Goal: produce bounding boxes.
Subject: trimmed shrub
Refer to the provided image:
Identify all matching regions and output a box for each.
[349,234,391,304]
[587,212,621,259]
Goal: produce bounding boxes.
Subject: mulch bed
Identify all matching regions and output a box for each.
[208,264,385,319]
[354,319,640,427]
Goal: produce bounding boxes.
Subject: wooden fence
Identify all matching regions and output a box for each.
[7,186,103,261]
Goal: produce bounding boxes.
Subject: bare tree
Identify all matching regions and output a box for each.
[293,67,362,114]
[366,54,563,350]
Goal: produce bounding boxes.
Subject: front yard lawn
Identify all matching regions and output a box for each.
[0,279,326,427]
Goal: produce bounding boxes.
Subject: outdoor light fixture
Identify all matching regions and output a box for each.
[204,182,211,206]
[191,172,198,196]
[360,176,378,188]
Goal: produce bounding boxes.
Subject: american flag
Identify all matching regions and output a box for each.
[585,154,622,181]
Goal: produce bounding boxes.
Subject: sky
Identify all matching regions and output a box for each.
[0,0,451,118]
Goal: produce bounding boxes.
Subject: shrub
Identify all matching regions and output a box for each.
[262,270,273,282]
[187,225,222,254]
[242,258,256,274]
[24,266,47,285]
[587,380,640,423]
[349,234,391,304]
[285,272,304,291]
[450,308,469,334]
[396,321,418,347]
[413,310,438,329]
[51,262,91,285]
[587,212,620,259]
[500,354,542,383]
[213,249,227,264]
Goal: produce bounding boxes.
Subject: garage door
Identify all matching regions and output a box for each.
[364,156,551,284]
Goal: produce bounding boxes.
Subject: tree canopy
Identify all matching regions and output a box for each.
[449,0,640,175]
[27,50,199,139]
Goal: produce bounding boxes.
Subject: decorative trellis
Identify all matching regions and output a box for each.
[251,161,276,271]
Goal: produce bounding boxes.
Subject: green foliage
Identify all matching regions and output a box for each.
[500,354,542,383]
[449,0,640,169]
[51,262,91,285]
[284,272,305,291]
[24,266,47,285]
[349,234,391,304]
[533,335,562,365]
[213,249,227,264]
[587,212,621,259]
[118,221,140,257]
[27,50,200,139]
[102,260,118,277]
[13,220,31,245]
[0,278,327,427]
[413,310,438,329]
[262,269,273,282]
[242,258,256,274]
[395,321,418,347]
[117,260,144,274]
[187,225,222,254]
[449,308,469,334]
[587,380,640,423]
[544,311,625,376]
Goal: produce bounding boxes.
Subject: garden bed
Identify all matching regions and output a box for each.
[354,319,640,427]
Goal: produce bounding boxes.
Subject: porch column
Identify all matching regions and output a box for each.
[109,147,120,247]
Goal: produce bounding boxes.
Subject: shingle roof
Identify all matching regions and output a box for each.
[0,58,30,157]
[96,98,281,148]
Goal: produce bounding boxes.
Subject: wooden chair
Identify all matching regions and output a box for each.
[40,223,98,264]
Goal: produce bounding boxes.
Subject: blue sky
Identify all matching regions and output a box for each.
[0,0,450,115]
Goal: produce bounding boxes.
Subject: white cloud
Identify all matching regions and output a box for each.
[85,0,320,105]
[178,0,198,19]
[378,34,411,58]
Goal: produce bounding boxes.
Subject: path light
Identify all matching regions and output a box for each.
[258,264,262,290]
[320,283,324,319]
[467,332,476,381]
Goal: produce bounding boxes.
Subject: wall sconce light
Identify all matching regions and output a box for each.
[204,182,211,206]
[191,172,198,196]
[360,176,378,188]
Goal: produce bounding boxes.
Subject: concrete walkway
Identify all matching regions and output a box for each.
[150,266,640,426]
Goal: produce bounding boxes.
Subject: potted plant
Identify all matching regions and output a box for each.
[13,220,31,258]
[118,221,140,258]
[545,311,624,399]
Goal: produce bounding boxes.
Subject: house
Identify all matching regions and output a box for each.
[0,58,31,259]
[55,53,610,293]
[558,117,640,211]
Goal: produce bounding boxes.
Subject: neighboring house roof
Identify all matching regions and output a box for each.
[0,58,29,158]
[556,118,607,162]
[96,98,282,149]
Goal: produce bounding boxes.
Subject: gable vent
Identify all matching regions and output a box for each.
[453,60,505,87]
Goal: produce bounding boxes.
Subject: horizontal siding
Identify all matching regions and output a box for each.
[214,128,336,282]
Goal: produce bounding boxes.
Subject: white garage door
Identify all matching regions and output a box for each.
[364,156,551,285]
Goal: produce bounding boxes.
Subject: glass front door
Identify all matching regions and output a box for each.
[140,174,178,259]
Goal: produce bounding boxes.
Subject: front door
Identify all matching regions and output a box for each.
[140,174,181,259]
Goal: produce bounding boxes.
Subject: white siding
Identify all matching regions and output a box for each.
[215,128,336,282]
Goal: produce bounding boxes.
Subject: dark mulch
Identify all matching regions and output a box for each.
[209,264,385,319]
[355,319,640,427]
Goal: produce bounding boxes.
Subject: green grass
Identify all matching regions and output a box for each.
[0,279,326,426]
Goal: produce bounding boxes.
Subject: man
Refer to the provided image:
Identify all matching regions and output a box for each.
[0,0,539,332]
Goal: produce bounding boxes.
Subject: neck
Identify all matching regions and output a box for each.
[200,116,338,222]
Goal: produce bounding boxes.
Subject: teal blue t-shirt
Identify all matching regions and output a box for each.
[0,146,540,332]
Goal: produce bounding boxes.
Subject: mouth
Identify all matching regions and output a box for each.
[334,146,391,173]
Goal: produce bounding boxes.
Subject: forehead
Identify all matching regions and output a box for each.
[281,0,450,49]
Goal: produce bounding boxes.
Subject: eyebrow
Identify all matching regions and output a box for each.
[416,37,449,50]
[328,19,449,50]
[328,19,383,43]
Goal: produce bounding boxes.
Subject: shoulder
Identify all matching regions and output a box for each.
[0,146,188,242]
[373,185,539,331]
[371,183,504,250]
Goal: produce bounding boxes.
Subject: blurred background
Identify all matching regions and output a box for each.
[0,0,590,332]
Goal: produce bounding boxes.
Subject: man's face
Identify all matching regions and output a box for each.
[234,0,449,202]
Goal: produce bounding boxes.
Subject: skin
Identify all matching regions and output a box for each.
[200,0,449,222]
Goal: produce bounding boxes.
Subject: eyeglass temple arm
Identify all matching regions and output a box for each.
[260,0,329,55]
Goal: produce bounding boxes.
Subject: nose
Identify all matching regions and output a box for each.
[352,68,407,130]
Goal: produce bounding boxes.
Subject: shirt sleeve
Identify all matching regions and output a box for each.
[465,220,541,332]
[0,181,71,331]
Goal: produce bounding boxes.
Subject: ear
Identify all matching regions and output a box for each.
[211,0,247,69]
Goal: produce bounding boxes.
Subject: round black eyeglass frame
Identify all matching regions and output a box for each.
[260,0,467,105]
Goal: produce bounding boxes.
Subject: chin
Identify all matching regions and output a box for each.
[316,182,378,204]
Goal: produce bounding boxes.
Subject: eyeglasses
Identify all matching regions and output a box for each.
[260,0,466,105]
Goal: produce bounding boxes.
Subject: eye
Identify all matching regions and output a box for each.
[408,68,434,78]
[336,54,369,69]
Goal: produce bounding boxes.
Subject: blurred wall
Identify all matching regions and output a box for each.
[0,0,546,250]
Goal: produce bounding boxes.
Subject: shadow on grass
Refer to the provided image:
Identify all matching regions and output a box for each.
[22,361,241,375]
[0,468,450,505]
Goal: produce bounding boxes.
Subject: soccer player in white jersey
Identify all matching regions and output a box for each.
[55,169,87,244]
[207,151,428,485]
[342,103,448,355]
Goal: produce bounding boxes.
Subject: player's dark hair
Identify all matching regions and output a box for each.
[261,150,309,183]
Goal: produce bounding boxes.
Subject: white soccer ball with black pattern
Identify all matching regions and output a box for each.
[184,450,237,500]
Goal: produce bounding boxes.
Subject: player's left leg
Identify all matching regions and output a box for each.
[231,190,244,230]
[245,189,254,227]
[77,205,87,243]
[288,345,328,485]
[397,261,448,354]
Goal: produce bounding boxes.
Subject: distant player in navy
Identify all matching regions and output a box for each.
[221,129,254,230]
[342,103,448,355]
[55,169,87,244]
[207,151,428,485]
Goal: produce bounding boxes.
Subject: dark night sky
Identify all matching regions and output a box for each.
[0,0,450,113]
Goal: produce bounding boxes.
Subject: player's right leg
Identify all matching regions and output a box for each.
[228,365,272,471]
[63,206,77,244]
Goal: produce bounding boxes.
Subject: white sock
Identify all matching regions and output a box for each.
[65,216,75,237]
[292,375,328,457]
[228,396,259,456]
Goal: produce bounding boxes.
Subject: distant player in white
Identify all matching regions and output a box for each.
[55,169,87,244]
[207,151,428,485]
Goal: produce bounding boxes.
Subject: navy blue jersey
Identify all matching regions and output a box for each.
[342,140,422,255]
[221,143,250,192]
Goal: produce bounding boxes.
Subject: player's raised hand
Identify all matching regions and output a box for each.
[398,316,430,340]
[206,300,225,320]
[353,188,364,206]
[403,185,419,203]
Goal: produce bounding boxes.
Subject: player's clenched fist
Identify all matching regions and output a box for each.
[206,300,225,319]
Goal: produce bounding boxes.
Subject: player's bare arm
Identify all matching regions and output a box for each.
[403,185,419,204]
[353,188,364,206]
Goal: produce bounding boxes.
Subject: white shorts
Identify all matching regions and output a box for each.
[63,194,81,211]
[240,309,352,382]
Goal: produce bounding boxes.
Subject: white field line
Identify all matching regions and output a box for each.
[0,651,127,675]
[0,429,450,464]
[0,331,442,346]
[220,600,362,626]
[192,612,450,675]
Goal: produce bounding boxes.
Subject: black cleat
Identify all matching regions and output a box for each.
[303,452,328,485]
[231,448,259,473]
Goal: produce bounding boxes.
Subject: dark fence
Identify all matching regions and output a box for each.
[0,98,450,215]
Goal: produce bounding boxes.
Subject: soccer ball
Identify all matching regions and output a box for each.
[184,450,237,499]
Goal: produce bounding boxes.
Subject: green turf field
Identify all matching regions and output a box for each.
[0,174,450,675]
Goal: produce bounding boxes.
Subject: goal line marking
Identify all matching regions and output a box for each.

[What you should do] Render the material above, from its first line through the line that contains "[0,279,326,427]", as a JSON list of strings with one string per line and no blank lines.

[Right answer]
[
  "Goal: produce bounding boxes.",
  "Subject: trimmed shrub",
  "Refer to the provided image:",
  "Identify all matching regions and output a box for each.",
  "[349,234,391,304]",
  "[587,212,621,259]",
  "Goal: produce bounding boxes.",
  "Subject: mulch bed",
  "Identify all matching regions and output a box for each.",
  "[208,264,385,319]",
  "[354,319,640,427]",
  "Goal: produce bounding boxes.",
  "Subject: wooden fence",
  "Identify all matching regions and output a box for each.",
  "[7,186,103,261]",
  "Goal: produce bounding boxes.",
  "Subject: bare tree",
  "Identify all matching regions and output a box for each.",
  "[293,67,362,114]",
  "[366,54,563,350]",
  "Goal: produce bounding boxes.",
  "Subject: front yard lawn",
  "Identify all matching regions and output a box for each.",
  "[0,279,326,427]"
]